■ **LISTE DES CONSIGNES**
(A) Dans l'entretien sur l'accusation de plagiat, relevez tous les mots ou passages que Zaka met entre guillemets dans ses propres interventions.
(B) Répondez aux questions suivantes à partir de l'entretien sur l'accusation de plagiat :
(i) À quelle date Laurence de Cock a-t-elle envoyé un email à une universitaire ?
(ii) Dans quel média avait-elle semblé s'excuser quatre jours plus tôt ?
(iii) D'après cet email, dans quel pays le jeune homme serait-il parti deux ans ?
(C) Rédigez la suite de l'entretien sur l'accusation de plagiat, à partir de la dernière réplique de Zaka.

Personne en Martinique ne connaissait ce garçon
Email de Laurence de Cock à une universitaire, 26 Février 2020
Alfred : “Dans les plaies sucrées : poursuivre le débat”, Laurence de Cock dit qu’il n’y a pas plagiat, mais invisibilisation : une invisibilisation par ignorance presque. Elle ne “connaissait pas ton nom” et pensait que “Zist était un blog”, elle était pressée tout ça tout ça… Pourquoi ce choix de mots, plutôt que “plagiat”, “je n’ai pas cité un texte que j’ai lu qui dit la même chose” ?
Zaka : “Invisibilisation” est un terme élégant. Si on lit le texte de Laurence de Cock, il peut être involontaire même si on a lu et qu’on n’a pas cité. Surtout il ne correspond pas à une catégorie juridique. Ne pas citer un travail qu’on a lu est grave en tant que producteur de savoir et personne qui prétend faire de la vulgarisation. Ou être “scientifique”. Il faut donc feindre que la personne n’est pas connue ou qu’on ne connaît pas son “blog”. Sauf que tu as lu, tu as pris connaissance, la responsabilité tombe sur toi, l’auteur, le chercheur, de connaître, d’évaluer correctement et de citer ce travail, surtout s’il informe ce que tu vas produire à ton tour. C’est la base. Que quelqu’un soit connu ou pas, ne change rien au fait que l’on doit citer une thèse que l’on a lu. Même les Youtubers ont cette déontologie.
Deuxièmement, “l’invisibilisation à l’insu de mon plein gré” n’est pas une faute. C’est un tour de magie. Dans son texte, Laurence de Cock ne reconnaît pas vraiment de fautes, tout en m’accusant de choses particulièrement graves, elle reconnaît que “je suis blessé” et qu’elle “comprend”. En conclusion, elle concède que mon égo de mâle est blessé, mais c’est parce que j’ai mal compris. Mais du point de vue de la déontologie scientifique ou journalistique ? Elle ne concède rien.
Alfred : Mais commençons par le début. Dans un email adressé à une universitaire le 26 février 2020, quatre jours après avoir semblé s’excuser de l’invisibilisation dans Politis, Laurence de Cock se justifie dans un email que tu nous as fait parvenir : « Personne en Martinique ne connaissait ce garçon à l’exception de son ancienne professeure (censuré) qui me l’a présenté après coup comme un investisseur parti deux ans à Taïwan pour faire de l’argent. » Serais-tu un sale capitaliste qui part dans des contrées lointaines pour t’y servir ?
Zaka : « Ce garçon ». Boy. Subtil. Je pense qu’on peut déjà souligner toute l’affection, l’estime immense et constante dont a fait preuve Laurence de Cock lors de ces jours troubles, aussi bien dans sa communication publique que privée. Elle a su garder le cap dans le « shitstorm » et c’est admirable !

■ **DONNÉES DU CORPUS**

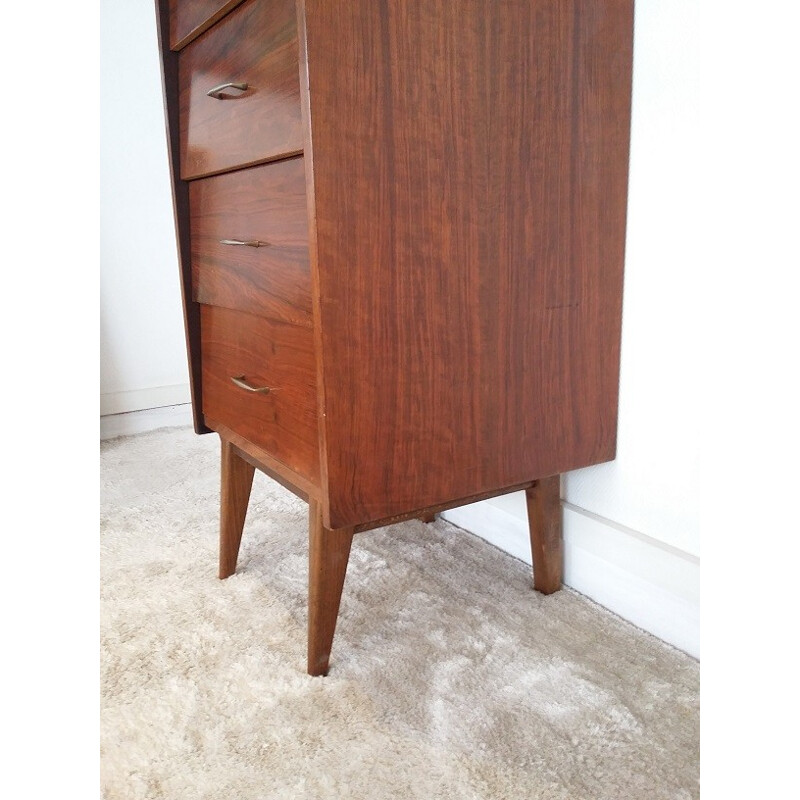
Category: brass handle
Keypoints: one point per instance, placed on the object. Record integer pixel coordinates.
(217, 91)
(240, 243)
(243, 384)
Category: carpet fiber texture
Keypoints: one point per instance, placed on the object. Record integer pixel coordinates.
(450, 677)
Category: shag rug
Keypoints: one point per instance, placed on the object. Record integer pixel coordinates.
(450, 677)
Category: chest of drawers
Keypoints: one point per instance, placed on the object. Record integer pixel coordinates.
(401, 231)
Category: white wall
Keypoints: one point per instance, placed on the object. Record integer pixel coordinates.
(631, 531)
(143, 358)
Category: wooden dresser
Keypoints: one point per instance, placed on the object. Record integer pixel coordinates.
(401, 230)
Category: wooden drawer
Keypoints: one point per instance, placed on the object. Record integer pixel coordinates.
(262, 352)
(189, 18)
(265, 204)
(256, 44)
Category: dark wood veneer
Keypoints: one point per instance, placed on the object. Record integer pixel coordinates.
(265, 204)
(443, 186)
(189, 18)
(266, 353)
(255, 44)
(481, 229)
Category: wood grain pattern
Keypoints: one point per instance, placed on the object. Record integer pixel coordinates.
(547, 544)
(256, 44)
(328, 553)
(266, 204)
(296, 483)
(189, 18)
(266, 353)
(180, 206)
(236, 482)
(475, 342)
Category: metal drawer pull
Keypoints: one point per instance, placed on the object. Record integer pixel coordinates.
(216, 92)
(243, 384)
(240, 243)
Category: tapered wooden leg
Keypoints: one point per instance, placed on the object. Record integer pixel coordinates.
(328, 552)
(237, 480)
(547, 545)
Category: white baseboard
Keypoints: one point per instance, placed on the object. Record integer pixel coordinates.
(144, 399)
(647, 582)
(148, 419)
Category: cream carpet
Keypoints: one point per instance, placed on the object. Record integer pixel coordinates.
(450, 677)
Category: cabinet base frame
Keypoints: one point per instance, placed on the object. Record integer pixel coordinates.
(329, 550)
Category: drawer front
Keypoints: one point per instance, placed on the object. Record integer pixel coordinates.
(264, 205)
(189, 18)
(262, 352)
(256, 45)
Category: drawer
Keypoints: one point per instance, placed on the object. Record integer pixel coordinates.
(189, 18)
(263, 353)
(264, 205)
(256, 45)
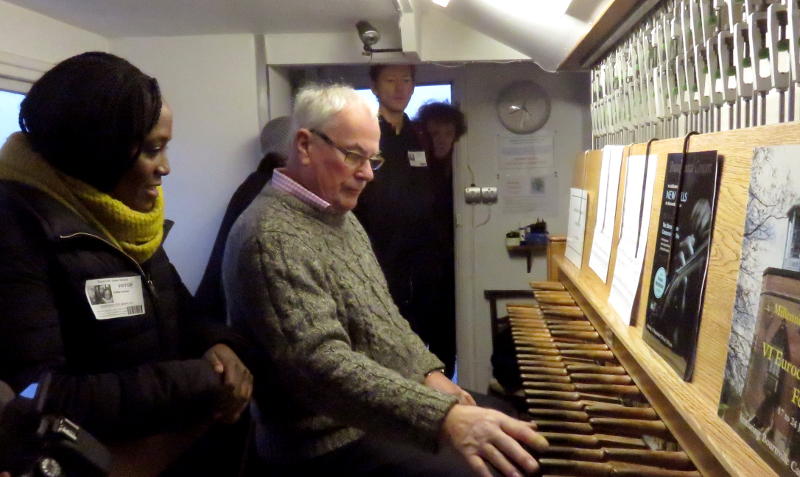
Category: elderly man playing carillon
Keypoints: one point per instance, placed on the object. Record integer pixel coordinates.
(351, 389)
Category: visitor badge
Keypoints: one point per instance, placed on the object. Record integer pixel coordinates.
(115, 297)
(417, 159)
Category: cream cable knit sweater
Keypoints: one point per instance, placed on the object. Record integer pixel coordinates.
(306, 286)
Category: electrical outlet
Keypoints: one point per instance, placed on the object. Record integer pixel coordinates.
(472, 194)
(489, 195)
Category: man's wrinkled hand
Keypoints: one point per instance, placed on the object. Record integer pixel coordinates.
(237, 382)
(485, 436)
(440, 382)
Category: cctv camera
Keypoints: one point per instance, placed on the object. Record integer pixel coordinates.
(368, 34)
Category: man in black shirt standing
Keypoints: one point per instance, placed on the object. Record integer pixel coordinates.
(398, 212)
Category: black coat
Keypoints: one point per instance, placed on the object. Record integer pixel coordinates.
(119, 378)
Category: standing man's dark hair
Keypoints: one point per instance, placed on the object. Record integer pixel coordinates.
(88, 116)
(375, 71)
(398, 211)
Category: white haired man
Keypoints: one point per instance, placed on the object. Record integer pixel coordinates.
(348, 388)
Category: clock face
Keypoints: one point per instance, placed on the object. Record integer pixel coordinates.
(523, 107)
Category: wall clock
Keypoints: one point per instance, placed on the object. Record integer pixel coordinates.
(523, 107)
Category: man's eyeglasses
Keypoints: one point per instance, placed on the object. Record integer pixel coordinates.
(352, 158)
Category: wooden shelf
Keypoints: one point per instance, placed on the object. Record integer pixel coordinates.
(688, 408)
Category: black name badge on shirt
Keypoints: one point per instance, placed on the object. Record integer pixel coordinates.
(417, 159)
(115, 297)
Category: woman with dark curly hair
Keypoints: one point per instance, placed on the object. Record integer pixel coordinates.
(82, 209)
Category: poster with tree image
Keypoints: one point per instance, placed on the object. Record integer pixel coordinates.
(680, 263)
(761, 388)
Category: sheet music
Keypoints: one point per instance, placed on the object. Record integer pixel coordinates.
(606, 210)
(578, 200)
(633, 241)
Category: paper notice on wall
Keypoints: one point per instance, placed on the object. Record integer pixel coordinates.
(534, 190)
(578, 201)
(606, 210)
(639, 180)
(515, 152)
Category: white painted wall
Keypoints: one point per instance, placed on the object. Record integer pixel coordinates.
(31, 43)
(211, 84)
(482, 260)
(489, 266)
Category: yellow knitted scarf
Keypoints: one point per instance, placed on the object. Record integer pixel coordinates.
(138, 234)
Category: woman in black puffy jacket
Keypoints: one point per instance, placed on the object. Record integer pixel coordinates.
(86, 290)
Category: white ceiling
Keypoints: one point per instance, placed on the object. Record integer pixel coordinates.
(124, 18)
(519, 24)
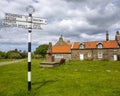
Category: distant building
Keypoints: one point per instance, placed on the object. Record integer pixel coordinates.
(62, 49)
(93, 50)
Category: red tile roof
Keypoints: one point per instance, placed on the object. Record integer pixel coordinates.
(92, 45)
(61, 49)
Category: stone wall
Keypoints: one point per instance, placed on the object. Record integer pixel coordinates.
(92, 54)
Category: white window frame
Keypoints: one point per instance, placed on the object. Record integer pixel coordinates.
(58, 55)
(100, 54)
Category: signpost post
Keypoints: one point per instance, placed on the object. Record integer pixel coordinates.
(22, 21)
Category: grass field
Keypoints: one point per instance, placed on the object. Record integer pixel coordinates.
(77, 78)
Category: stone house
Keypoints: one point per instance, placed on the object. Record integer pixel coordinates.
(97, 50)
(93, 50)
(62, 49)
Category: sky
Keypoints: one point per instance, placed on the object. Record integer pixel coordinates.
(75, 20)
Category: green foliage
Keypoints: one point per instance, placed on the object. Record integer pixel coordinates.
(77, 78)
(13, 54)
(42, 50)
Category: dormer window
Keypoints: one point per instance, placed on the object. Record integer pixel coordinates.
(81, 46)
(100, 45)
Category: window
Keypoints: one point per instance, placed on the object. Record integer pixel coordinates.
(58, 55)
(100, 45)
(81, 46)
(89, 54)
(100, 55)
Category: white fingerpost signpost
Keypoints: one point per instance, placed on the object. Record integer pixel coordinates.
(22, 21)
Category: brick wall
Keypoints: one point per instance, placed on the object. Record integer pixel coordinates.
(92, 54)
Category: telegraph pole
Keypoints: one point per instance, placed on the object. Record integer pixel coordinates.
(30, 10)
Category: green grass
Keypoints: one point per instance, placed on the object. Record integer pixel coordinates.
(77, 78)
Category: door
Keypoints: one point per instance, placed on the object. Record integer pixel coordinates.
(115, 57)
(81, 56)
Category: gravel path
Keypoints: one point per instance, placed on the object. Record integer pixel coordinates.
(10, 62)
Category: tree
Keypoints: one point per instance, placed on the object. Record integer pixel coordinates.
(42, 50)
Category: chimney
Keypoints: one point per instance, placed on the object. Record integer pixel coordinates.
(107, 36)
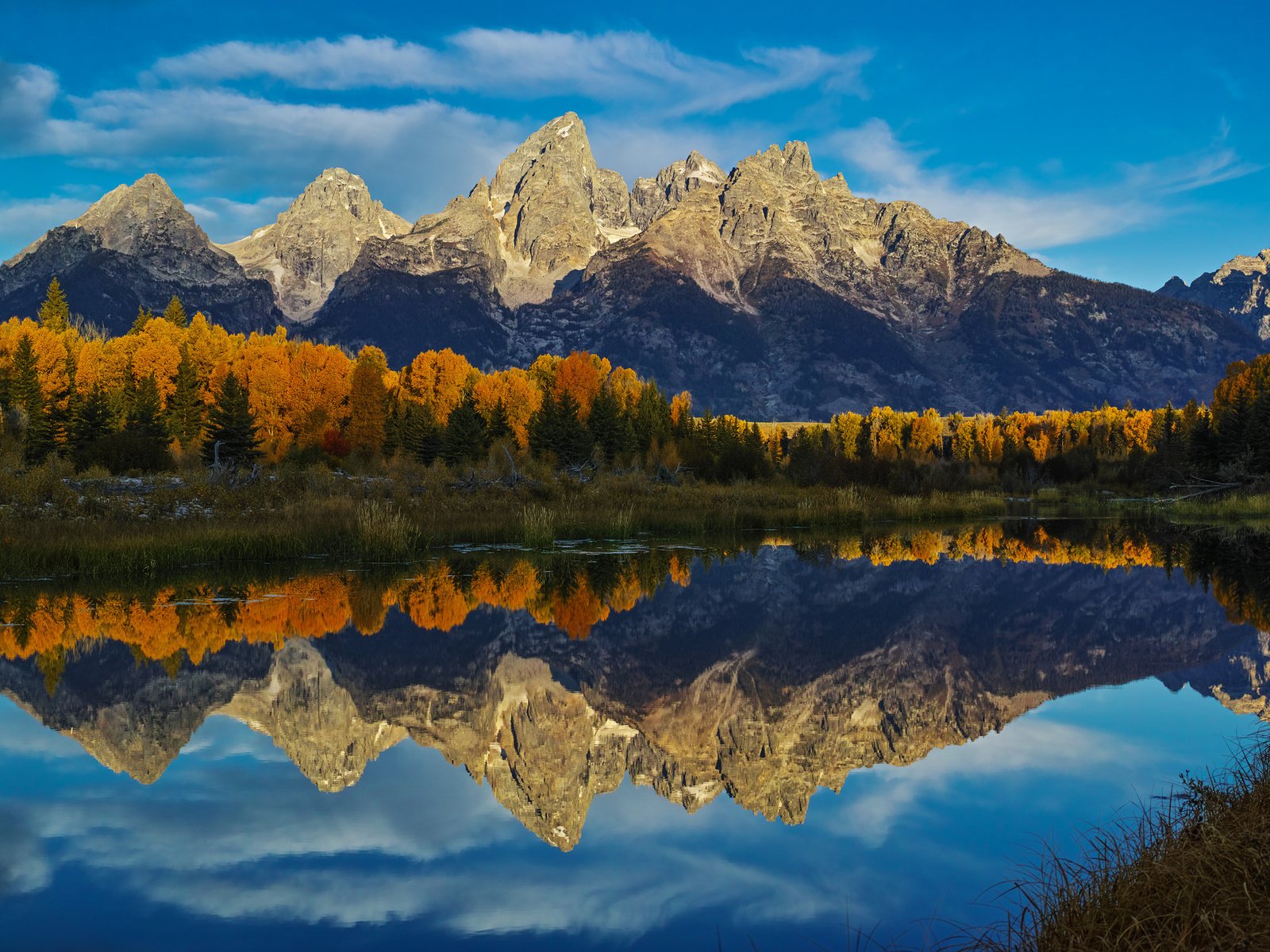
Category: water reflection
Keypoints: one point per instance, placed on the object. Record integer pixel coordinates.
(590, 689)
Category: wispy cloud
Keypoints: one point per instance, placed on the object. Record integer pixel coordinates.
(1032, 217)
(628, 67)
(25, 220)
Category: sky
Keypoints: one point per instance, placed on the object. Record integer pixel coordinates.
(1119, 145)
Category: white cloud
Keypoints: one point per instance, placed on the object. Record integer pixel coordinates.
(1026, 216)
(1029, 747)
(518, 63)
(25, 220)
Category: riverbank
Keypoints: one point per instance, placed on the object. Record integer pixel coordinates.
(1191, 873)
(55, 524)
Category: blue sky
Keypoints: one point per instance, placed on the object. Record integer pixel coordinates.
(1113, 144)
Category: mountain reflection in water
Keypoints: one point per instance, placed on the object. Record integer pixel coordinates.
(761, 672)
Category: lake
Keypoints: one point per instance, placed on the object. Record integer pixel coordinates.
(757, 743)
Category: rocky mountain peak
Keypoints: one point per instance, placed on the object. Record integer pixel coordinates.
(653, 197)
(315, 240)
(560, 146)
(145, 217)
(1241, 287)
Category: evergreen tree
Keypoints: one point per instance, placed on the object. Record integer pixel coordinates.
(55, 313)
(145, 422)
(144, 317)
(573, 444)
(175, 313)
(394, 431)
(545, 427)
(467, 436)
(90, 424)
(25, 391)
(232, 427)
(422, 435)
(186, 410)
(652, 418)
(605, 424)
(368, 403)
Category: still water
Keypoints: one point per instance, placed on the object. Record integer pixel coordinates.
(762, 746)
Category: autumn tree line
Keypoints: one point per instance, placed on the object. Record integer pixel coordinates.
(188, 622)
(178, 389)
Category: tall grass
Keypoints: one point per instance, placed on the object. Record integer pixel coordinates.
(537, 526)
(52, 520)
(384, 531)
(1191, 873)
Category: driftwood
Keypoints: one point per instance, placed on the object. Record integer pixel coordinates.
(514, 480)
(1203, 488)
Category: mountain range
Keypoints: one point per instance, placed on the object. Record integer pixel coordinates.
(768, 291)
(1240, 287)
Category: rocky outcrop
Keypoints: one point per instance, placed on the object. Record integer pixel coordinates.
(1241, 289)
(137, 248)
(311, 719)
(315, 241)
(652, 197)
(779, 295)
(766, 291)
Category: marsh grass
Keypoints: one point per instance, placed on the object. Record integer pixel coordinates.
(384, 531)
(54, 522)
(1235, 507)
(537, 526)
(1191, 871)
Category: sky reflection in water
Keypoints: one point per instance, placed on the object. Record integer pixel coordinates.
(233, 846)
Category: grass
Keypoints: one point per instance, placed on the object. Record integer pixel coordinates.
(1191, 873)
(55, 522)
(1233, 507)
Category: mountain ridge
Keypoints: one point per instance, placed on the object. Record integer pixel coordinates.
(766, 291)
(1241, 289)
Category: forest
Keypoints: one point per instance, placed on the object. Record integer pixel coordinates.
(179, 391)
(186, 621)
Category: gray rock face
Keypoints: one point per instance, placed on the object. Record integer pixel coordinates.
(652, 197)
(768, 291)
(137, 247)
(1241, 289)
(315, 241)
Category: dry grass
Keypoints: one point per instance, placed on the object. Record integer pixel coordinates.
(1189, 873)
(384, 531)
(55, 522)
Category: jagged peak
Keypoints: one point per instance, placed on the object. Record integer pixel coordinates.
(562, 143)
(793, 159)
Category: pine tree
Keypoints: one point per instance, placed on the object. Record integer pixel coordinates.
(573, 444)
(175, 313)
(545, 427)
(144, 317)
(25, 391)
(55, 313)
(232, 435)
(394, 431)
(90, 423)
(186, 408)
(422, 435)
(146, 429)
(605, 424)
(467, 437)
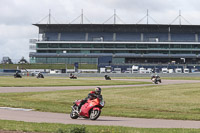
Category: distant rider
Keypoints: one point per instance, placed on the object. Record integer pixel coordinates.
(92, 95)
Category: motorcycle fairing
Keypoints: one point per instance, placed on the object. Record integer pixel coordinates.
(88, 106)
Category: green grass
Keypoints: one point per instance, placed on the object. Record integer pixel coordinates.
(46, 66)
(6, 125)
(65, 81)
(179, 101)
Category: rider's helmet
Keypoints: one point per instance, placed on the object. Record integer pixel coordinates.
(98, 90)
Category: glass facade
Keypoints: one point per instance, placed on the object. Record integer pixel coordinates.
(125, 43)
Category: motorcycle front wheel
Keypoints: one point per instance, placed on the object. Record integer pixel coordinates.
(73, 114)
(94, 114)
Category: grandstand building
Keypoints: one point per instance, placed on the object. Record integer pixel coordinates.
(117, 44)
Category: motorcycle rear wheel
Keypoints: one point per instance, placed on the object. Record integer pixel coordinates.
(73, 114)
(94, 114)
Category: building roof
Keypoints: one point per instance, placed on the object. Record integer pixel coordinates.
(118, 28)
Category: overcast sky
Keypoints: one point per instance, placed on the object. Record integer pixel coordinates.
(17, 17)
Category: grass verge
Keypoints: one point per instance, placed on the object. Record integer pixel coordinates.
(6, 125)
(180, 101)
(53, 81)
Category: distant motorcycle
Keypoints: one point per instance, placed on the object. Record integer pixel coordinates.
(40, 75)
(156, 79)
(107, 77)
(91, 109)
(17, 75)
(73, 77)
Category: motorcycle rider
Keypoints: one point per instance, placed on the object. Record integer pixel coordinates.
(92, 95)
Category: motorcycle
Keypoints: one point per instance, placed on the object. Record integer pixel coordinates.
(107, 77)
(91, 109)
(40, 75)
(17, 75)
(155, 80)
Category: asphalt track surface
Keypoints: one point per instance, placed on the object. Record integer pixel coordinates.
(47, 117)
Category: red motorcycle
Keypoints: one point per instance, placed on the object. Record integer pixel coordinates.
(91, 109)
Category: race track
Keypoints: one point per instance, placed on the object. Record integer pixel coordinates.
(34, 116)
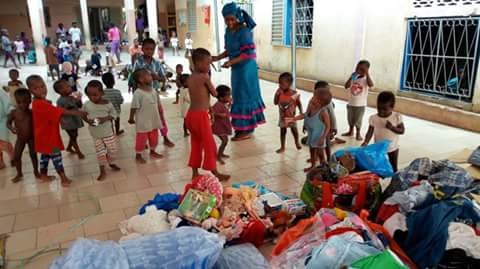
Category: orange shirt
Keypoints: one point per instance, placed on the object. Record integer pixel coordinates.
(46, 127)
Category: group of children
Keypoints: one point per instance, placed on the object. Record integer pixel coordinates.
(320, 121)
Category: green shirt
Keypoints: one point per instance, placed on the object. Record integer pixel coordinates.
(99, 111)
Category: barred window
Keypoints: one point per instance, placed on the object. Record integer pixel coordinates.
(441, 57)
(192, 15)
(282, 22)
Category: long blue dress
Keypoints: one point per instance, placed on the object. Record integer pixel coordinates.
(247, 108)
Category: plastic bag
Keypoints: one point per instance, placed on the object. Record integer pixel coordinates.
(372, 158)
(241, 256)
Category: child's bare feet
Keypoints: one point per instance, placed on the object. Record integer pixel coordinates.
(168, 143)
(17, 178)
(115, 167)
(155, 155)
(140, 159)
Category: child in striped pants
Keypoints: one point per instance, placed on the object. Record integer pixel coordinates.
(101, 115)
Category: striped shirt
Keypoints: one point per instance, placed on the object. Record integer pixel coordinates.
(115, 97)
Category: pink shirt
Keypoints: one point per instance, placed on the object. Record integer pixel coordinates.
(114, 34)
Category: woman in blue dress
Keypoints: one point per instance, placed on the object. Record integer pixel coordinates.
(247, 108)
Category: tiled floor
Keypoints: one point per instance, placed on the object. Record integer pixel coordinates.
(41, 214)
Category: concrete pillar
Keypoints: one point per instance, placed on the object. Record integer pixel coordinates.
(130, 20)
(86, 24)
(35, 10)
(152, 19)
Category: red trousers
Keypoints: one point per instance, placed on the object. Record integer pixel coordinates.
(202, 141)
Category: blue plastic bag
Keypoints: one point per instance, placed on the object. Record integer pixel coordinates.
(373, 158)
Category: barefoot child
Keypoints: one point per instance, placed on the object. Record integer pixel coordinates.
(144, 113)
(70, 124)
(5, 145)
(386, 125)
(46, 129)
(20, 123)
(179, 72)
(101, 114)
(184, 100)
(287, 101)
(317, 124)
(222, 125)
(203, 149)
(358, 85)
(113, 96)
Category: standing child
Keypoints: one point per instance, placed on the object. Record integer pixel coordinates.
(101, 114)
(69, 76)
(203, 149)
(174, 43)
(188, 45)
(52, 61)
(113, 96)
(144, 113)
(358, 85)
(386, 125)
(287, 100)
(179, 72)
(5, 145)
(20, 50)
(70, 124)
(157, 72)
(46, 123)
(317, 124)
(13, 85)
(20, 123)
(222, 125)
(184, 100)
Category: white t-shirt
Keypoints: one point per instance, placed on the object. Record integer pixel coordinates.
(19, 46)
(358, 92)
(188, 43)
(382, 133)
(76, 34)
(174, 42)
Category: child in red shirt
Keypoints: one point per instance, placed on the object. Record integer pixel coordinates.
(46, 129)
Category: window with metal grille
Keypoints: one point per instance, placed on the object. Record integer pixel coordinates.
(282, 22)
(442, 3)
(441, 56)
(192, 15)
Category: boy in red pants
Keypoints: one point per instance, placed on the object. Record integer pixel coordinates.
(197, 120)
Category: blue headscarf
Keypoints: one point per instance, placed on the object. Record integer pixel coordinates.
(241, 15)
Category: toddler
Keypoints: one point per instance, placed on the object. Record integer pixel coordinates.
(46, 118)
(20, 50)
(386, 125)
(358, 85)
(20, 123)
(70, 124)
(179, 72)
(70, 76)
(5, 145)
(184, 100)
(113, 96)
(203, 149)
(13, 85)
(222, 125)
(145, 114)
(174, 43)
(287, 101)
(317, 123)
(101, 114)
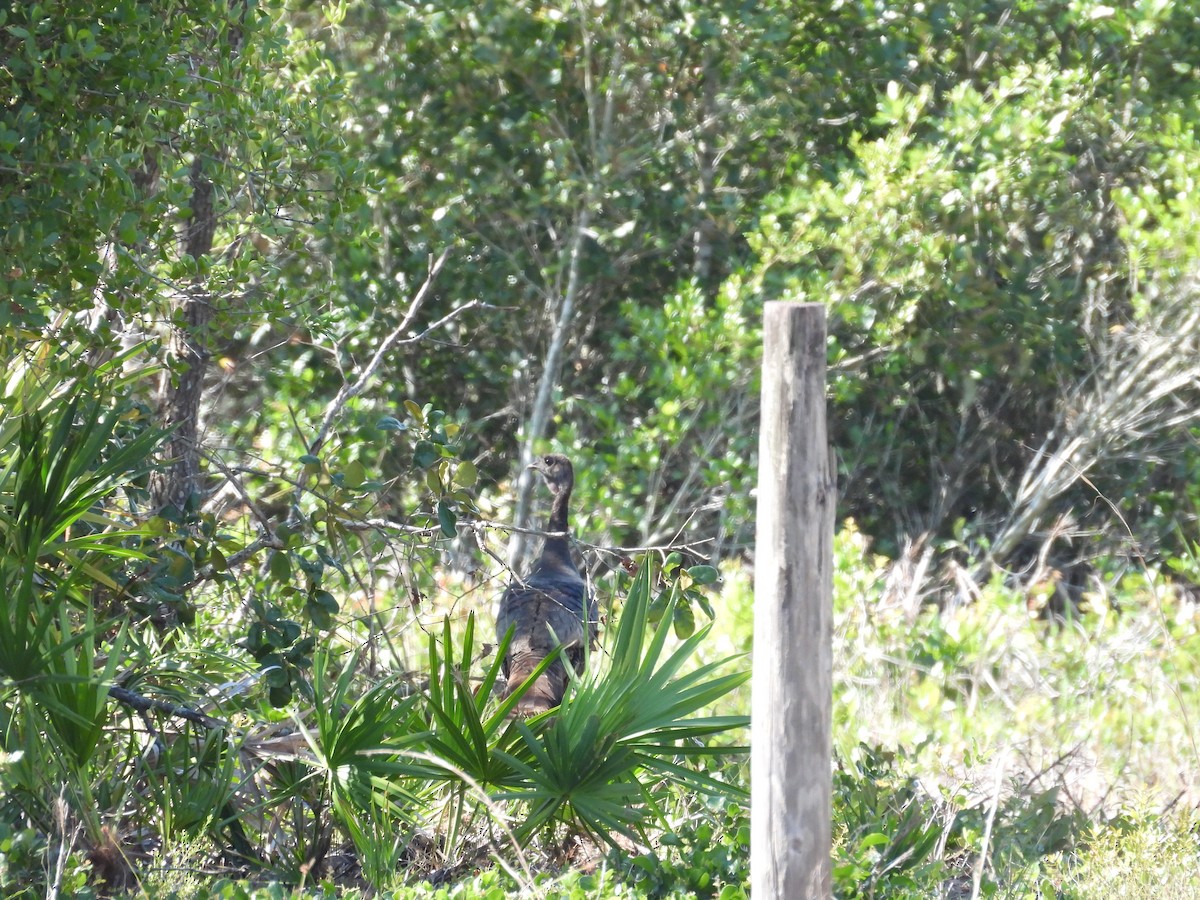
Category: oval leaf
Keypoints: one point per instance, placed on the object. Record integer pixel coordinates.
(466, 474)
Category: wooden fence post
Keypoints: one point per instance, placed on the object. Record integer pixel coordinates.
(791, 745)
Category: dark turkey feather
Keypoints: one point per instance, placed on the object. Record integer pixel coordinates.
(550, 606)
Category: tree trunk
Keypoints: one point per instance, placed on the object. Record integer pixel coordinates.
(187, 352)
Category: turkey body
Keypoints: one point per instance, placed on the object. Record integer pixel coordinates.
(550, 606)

■ **RÉPONSES DE L'EXERCICE**
(A)
1. Invisibilisation
2. scientifique
3. blog
4. l’invisibilisation à l’insu de mon plein gré
5. je suis blessé
6. comprend
7. Ce garçon
8. shitstorm

(B)
(i) Le 26 février 2020.
(ii) Dans Politis.
(iii) À Taïwan.

(C)
Alfred : C’est vrai que le terme est particulièrement affectueux et pas du tout méprisant… Il ne contient aussi aucune autre connotation quand il s’agit de désigner une personne adulte et racisée. Mais qu’est-ce qui fait que l’on te connaît Zaka ?
Zaka : Alors, Zaka Toto, 37 ans, 35 ans au moment des faits. J’ai grandi en Martinique. Au Saint-Esprit, une commune rurale au centre de l’île. (réfléchis) J’ai trouvé le nom pour l’association sportive de mon école élémentaire… J’ai gagné un prix pour le journal qu’on avait créé avec des camarades de classe au collège…
Alfred : (coupe) L’essentiel peut-être ?
Zaka Toto, je suis entrepreneur. Je travaille sur un projet de revalorisation urbaine dans une friche industrielle à Fort-de-France. J’essaye d’y créer un lieu qui s’appelle Le Passage dédié aux arts de vivre, aux savoir-faire et aux jeunes créateurs martiniquais et caribéens. Tout cela autour d’une vision urbaine centrée autour du concept de Lanvil, une philosophie dynamique d’inclusion et de mixité sociale. A terme, je voudrais rendre réel le Musée des Arts des Amériques imaginés par Edouard Glissant. Ce sont des projets compliqués à monter quand on est un jeune martiniquais…
Je suis auteur. J’ai écrit quelques petits trucs quand j’étais étudiant. Dont un a été publié dans la revue Lakouzémi dirigée par le poète martiniquais Monchoachi. J’ai commencé à blogger en 2017, en créant un projet collectif avec une dizaine d’auteurs antillais. J’écris essentiellement des longs formats (>2000 mots) qui souvent partent des Antilles pour aborder des problématiques culturelles et politiques. Mon deuxième article par exemple , Guyane Goyave et Repentance couvrait les grèves en Guyane la même année et le traitement médiatique qui en était fait dans l’hexagone. Ce texte comprenait L’Appel de la Goyave, qui intimait le dictionnaire Le Robert d’inclure la prononciation correcte du mot goyave dans ses dictionnaires. L’essai a eu quelques centaines de milliers de lecteurs dans plus d’une soixantaine de pays. J’en a fait une pétition, elle compte plus de huit mille signataires. Le Robert a fini par changer le dictionnaire. On en a fait une vidéo
L’idée plus large était de montrer tous les types de contenus qualitatifs que l’on pouvait faire depuis les Antilles : j’ai écrit sur Haïti et la lutte diplomatique entre Taiwan et la Chine, sur la représentation des minorités dans le cinéma français via la figure de Pascal Légitimus, etc. Tous ou presque ont dépassé la dizaine de milliers de lecteurs.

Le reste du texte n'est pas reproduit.